▶ _TEXT PROVIDED_

** START **

MIKKEL BERG PEDERSEN / THE ASSOCIATED PRESS FILES Enlarge Image

Black Sabbath singer Ozzy Osbourne performs with guitarist Tony Iommi, seen on screen behind, during a concert earlier in the tour in Denmark. Winnipeg fans at Wednesday's show got to see that while Osbourne may have mellowed in his age, he's a commanding presence who still gives all he’s got.

While many veteran rock acts are all too comfortable doing the cash-grab reunion tour circuit, British heavy metal titan Black Sabbath is still ticking off milestones in a decade-spanning career.

The band is currently touring with original members Ozzy Osbourne, Tony Iommi and Geezer Butler — along with drummer Tommy Clufetos — in support of 2013’s massively successful, Rick Rubin-produced 13, an album that, quite unbelievably, became Black Sabbath’s first No. 1 album in the States.

Still, Ozzy and co. knew that the (overwhelmingly male) fans that packed out the MTS Centre on Wednesday night were there for the canonical classics. In fact, the band played just three songs from 13 — ("God Is Dead?", "Age of Reason" and "End of the Beginning"). Indeed, it was a show for Sabbath disciples — from older fans clad in fading T-shirts from tours past to teenagers who discovered Black Sabbath much later via a cool parent or sibling, thrilled by the chance to see an Iommi solo in the flesh. Regardless of actual age, everyone in that arena was living a teenage dream.

And Black Sabbath gave the masses what they came for. From the opening sirens of "War Pigs", the band was received with roars of appreciation. At 65, Osbourne is showing his age; his hands, manicured in black polish, shake when he isn’t holding onto the mic stand, and he shuffles when he runs across the length of the stage. He’s also softer in his old age — around the middle, yes, but also in demeanor; the Prince of Darkness proved to be a big teddy bear, asking the crowd if they were having fun, while handing out plenty of "I love yous" and "God bless yous". Yet, he’s also a commanding presence who still gives all he’s got.

** END **

▶ _LISTED RECORDS_
** START **

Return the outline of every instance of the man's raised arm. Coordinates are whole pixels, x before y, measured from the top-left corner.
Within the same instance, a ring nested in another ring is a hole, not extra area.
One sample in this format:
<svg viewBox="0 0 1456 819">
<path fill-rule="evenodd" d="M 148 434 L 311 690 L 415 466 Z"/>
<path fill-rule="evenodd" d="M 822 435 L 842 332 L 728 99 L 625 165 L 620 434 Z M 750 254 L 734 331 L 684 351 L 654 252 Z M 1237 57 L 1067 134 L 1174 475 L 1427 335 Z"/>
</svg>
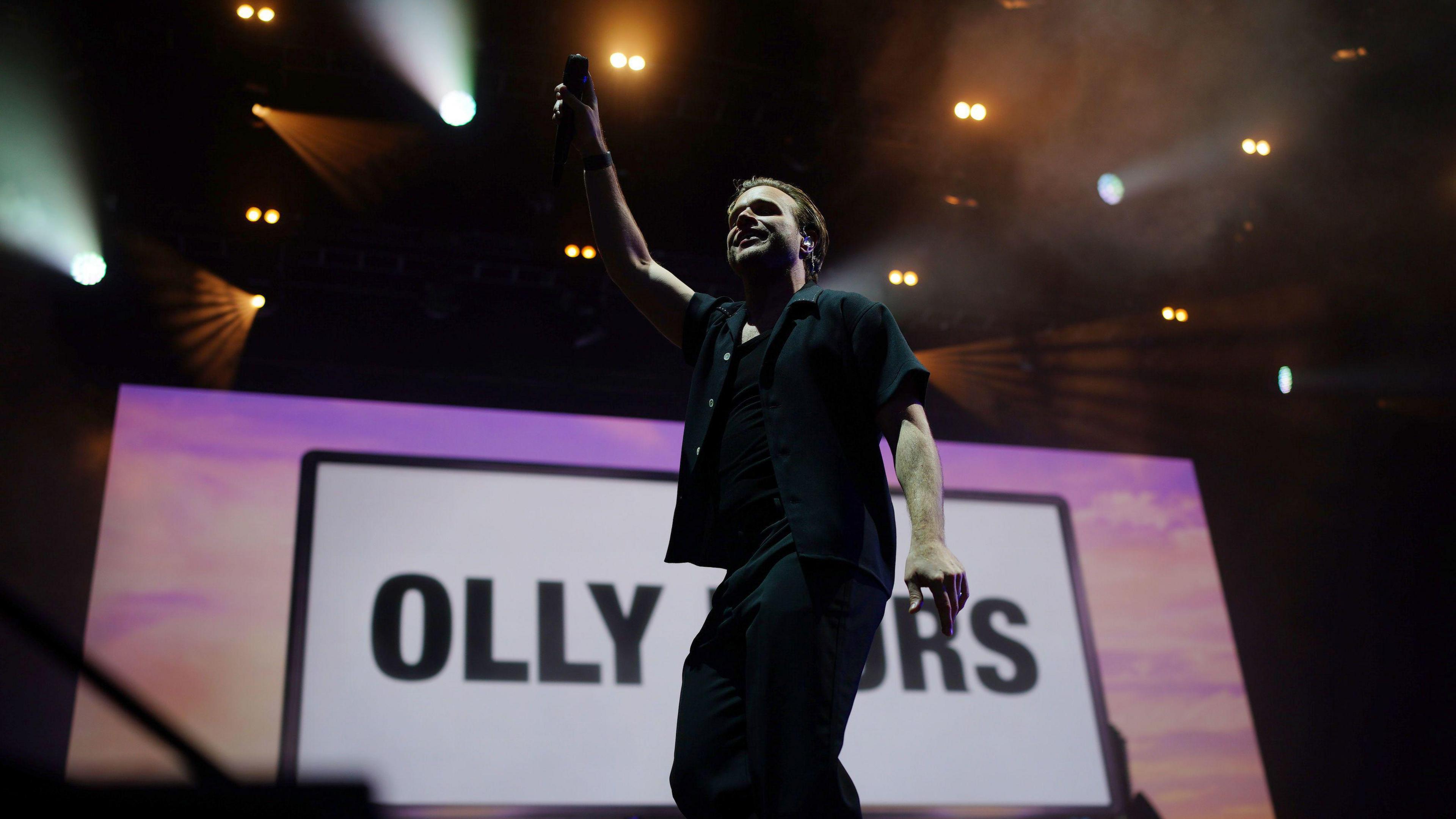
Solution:
<svg viewBox="0 0 1456 819">
<path fill-rule="evenodd" d="M 601 137 L 601 121 L 597 117 L 596 93 L 591 77 L 587 77 L 587 105 L 577 99 L 566 86 L 556 86 L 556 108 L 552 118 L 561 117 L 561 106 L 575 112 L 577 133 L 572 144 L 582 156 L 607 153 L 607 141 Z M 652 322 L 668 341 L 683 345 L 683 318 L 693 289 L 667 268 L 652 261 L 646 239 L 638 230 L 628 201 L 617 184 L 617 171 L 606 166 L 587 171 L 587 207 L 591 211 L 591 229 L 597 236 L 597 252 L 607 265 L 607 275 L 622 289 L 622 293 Z"/>
</svg>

** END **

▶ _WRITTEN TASKS_
1. Pull out the stretch from "Black Sabbath singer" through "a decade-spanning career." in the Black Sabbath concert review, word for word.
2. In the Black Sabbath concert review, who plays drums on the tour?

▶ _ANSWER SET_
1.
Black Sabbath singer Ozzy Osbourne performs with guitarist Tony Iommi, seen on screen behind, during a concert earlier in the tour in Denmark. Winnipeg fans at Wednesday's show got to see that while Osbourne may have mellowed in his age, he's a commanding presence who still gives all he’s got.

While many veteran rock acts are all too comfortable doing the cash-grab reunion tour circuit, British heavy metal titan Black Sabbath is still ticking off milestones in a decade-spanning career.

2. Tommy Clufetos